#### [GIVEN EXERCISE]
Can you render the rows below as a numbered list, skipping any blank lines and leaving the pictures out?

--- start of TASK INPUT ---

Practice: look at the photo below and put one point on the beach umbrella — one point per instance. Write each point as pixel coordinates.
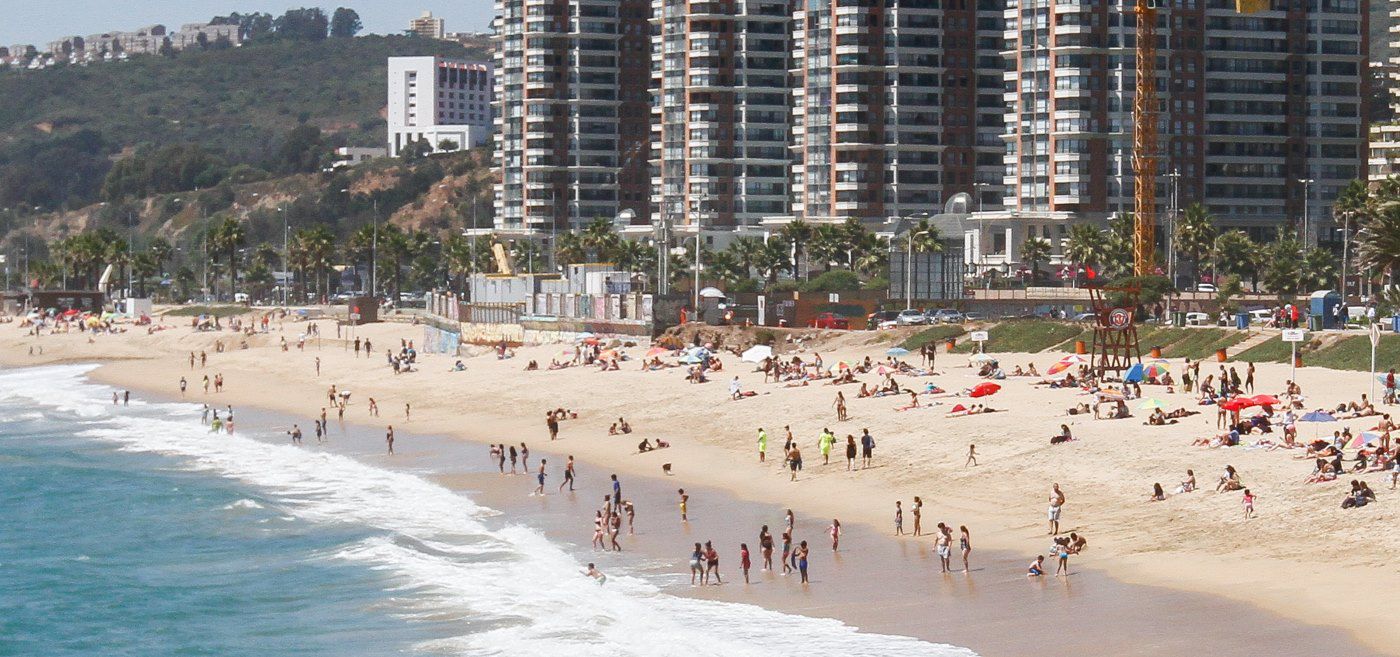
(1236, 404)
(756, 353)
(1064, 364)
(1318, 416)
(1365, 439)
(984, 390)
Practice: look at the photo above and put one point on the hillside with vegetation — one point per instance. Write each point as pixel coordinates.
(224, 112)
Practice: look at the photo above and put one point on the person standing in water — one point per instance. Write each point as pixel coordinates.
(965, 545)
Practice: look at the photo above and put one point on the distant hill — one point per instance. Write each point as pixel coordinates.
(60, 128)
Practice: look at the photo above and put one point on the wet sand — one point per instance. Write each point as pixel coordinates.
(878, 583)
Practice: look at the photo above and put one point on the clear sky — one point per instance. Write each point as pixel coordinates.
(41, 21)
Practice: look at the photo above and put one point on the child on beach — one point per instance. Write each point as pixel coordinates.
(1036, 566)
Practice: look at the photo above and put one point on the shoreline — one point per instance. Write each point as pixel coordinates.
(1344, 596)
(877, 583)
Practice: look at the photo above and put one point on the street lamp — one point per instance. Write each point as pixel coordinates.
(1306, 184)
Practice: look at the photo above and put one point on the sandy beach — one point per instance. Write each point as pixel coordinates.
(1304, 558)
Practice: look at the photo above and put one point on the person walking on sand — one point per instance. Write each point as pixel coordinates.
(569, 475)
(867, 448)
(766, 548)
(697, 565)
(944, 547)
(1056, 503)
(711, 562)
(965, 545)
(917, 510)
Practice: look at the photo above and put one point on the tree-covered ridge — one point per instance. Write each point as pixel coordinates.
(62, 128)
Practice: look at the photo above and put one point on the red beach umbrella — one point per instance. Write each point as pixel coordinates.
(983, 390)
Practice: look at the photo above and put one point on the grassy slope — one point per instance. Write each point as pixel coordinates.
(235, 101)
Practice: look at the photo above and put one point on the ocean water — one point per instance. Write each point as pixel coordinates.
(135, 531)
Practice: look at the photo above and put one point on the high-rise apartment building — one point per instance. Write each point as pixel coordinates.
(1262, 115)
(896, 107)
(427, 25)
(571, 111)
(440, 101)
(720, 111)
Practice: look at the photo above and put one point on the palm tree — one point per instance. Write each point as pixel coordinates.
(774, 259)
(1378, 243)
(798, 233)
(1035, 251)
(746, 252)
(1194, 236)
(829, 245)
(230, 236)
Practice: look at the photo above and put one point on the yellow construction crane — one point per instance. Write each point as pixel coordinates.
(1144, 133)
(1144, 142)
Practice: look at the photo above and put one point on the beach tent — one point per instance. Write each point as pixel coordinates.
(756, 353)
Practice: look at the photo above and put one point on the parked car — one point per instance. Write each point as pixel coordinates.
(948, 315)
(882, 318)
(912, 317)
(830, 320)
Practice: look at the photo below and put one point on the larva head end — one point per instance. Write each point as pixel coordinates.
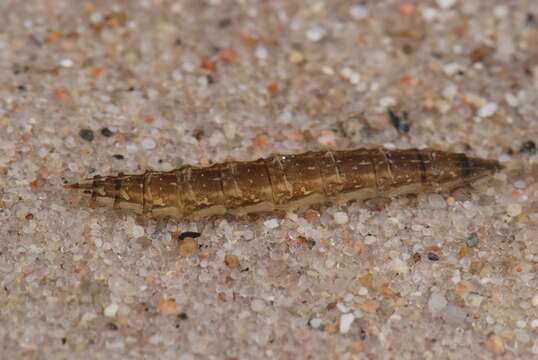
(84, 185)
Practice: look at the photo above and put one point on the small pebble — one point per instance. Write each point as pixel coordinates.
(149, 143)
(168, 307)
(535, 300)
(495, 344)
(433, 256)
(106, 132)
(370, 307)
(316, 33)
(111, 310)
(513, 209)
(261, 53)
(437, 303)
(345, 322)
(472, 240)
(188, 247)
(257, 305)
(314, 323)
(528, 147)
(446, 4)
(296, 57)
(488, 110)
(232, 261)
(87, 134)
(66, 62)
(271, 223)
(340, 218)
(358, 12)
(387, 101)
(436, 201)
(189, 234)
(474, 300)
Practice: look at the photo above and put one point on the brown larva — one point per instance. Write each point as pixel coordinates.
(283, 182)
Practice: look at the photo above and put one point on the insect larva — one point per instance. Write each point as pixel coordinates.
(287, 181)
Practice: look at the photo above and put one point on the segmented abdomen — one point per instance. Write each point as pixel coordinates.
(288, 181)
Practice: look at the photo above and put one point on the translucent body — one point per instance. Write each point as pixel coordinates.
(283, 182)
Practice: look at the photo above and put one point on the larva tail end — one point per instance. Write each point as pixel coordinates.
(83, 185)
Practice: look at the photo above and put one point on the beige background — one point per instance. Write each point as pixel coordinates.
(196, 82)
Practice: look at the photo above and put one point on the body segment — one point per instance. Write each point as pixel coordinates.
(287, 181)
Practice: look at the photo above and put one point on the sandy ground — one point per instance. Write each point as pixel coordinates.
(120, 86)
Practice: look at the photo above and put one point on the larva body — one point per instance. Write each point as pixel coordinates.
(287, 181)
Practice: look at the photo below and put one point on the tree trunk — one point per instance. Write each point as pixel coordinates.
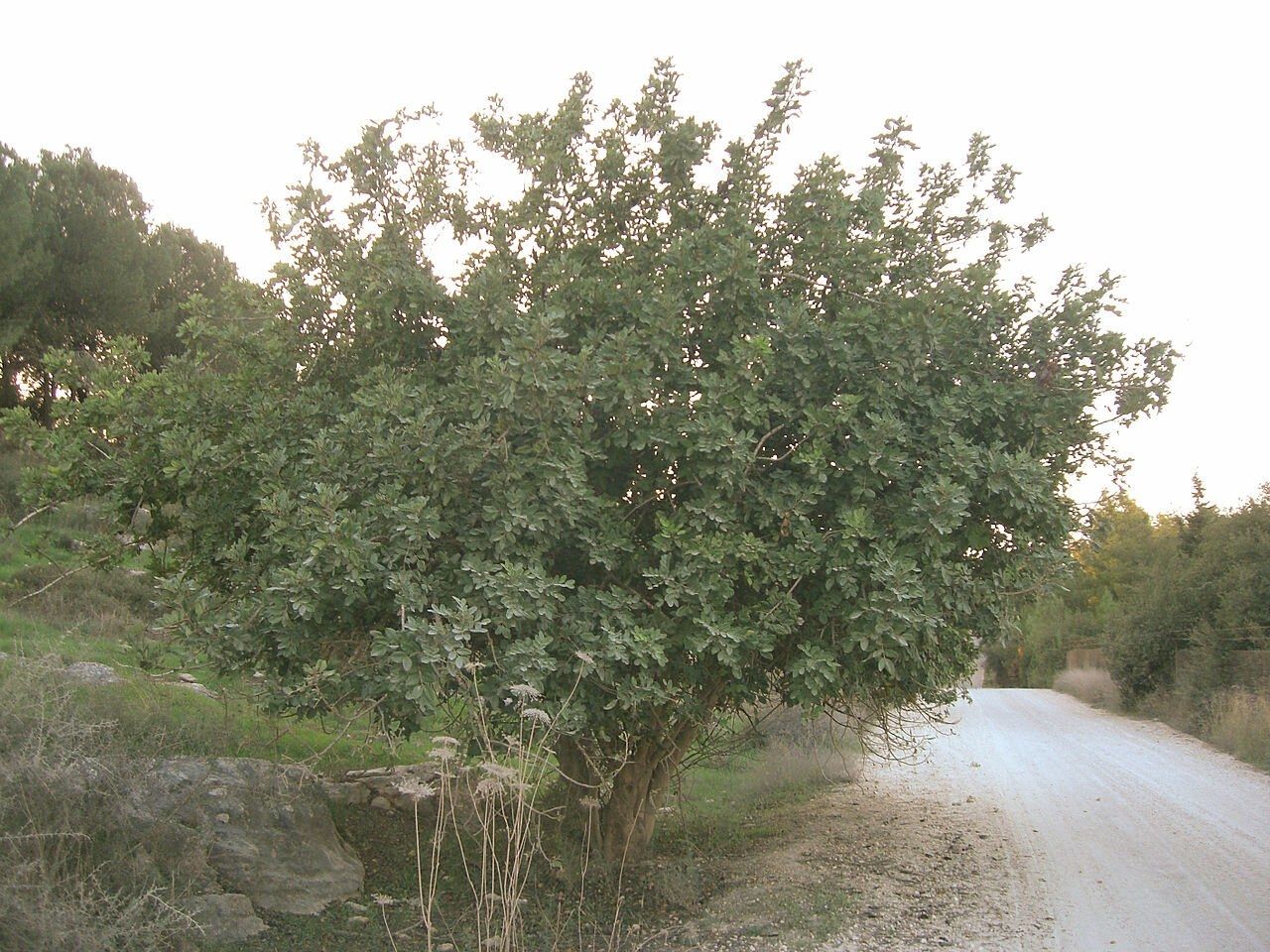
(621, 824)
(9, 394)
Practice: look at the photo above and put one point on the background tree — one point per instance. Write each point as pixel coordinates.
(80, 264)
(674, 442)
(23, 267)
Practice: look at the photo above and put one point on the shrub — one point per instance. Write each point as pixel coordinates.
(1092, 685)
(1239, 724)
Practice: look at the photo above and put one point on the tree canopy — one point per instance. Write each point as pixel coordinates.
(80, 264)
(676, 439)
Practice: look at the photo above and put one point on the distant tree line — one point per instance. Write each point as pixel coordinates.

--- end of TASK INPUT ---

#### [FULL ANSWER]
1. Practice: look at the photo below and put one point on the beach umbrella — one point per instance. Write each point as pixel coordinates.
2. (1236, 404)
3. (756, 353)
4. (1064, 364)
5. (1318, 416)
6. (1365, 439)
7. (984, 390)
8. Practice: look at the photo above and put one point on the hillside with vegetation — one point per instance. Write each point as pixel coordinates.
9. (224, 112)
10. Practice: look at the photo above and put one point on the person standing in water — one point per instance. Write each point as pixel coordinates.
11. (965, 545)
12. Practice: look at the photo above and put one point on the distant hill — one point per instance. Write each point as pixel coordinates.
13. (60, 128)
14. Practice: look at the photo above and put one point on the wet sand — one point per instance. Write each point as pixel coordinates.
15. (878, 583)
16. Practice: look at the photo above and put one point on the clear sky — one point per instance. Write each point as pixel coordinates.
17. (41, 21)
18. Practice: look at the photo above and put one point on the child on beach — one point per instance. Write each point as pixel coordinates.
19. (1036, 566)
20. Practice: look at the photo above and put one point on the shoreline — one point per instance. Write each point as pixel coordinates.
21. (1344, 596)
22. (877, 583)
23. Practice: look at the photo above and put one point on the street lamp — one point per instance. Write each point as pixel coordinates.
24. (1306, 184)
25. Practice: look at the photo above and put one point on the sandy beach — one point per instance. Write each point as pixel coordinates.
26. (1304, 558)
27. Practice: look at the photo above and put one point on the person walking on sand — one point per instance. Write each point as pixel coordinates.
28. (569, 475)
29. (867, 448)
30. (766, 548)
31. (697, 565)
32. (944, 547)
33. (1056, 503)
34. (711, 562)
35. (965, 545)
36. (917, 510)
37. Practice: look at the photo above and put one point on the tree-covered ridge — one point per instance. Write each point as pixel coordinates.
38. (62, 128)
39. Practice: look at the photo above and put one point on the red beach umbrella — one point per instance. Write each point as pixel coordinates.
40. (983, 390)
41. Practice: look at the photo above and put one point on the grassy slope — one point per instance. Write each point as pixel coordinates.
42. (235, 101)
43. Practice: look at the photo above and put one point on the ocean water — one point per instance. Write each point as pixel coordinates.
44. (135, 531)
45. Practice: look at the photo above and put one point on the high-rise apartment building — one point per instance. Write each point as pixel coordinates.
46. (1262, 115)
47. (896, 107)
48. (427, 25)
49. (571, 111)
50. (440, 101)
51. (720, 111)
52. Practice: look at the photo above and put one point on the palm tree — one point per instance. Write each point as pixel coordinates.
53. (774, 259)
54. (1378, 243)
55. (798, 233)
56. (1035, 251)
57. (746, 252)
58. (1194, 236)
59. (829, 245)
60. (230, 236)
61. Practice: look at the photo above and put one point on the yellow construction crane — one point per instance. Write each point as pixel coordinates.
62. (1144, 133)
63. (1144, 142)
64. Practice: look at the photo above and put one point on the beach tent — one point per instance. Write each point as pixel coordinates.
65. (756, 353)
66. Practice: look at the photo above and put one point on the parked car — one point per instance. Write each point as pixel coordinates.
67. (948, 315)
68. (882, 318)
69. (912, 317)
70. (830, 320)
71. Practice: look at the photo below and put one point on the larva head end — one point per instance. Write each point as pixel coordinates.
72. (84, 185)
73. Practice: look at the photo above and put one point on the small pebble — one point per instance. Write each point as pixel coordinates.
74. (149, 143)
75. (168, 307)
76. (535, 300)
77. (495, 344)
78. (433, 256)
79. (106, 132)
80. (370, 307)
81. (316, 33)
82. (111, 310)
83. (513, 209)
84. (261, 53)
85. (437, 303)
86. (345, 322)
87. (472, 240)
88. (188, 247)
89. (257, 305)
90. (314, 323)
91. (528, 147)
92. (446, 4)
93. (296, 57)
94. (488, 110)
95. (232, 261)
96. (87, 134)
97. (66, 62)
98. (271, 223)
99. (340, 218)
100. (358, 12)
101. (387, 101)
102. (436, 201)
103. (189, 234)
104. (474, 300)
105. Practice: look at the photo above and put one point on the brown larva — one point per instance. Write each point as pixel coordinates.
106. (283, 182)
107. Practice: look at the photo above and put one point on the insect larva — one point per instance. Write each point as pixel coordinates.
108. (287, 181)
109. Practice: look at the photo above and put one point on the segmented abdomen — one point per instance. Write each point as pixel coordinates.
110. (288, 181)
111. Practice: look at the photo above and put one point on the translucent body — one point per instance. Write each point as pixel coordinates.
112. (283, 182)
113. Practice: look at the photo above and put one point on the larva tail end — one point per instance. Write each point as pixel coordinates.
114. (83, 185)
115. Practice: look at the photo above and put one point on the beige background — one point per instance. Write each point as pixel coordinates.
116. (196, 82)
117. Practice: look at the photo above and put one point on the body segment — one point per instance. Write each point as pixel coordinates.
118. (287, 181)
119. Practice: look at the photo above and put one point on the sandy ground — one point per instance. Write each point as pixel coordinates.
120. (120, 86)
121. Practice: look at the photo above and put one point on the larva body — one point per instance. Write each point as pixel coordinates.
122. (287, 181)
123. Practice: look at the photo below and put one point on the tree trunk — one point per instance. Write each point as pixel coordinates.
124. (621, 824)
125. (9, 394)
126. Practice: look at the photo above and put one point on the background tree — one point per instance. Write each point as pixel coordinates.
127. (80, 264)
128. (674, 442)
129. (23, 267)
130. Practice: look at the photo above and put one point on the shrub — one point per instance. Write each point as pixel coordinates.
131. (1092, 685)
132. (1239, 724)
133. Practice: look at the photo above and put one point on the tree canopy — one point per instance. Write each point as pixel coordinates.
134. (80, 264)
135. (676, 439)
136. Practice: look at the photo above and put one point on the distant tree line — one point per instance. Write each point as pixel coordinates.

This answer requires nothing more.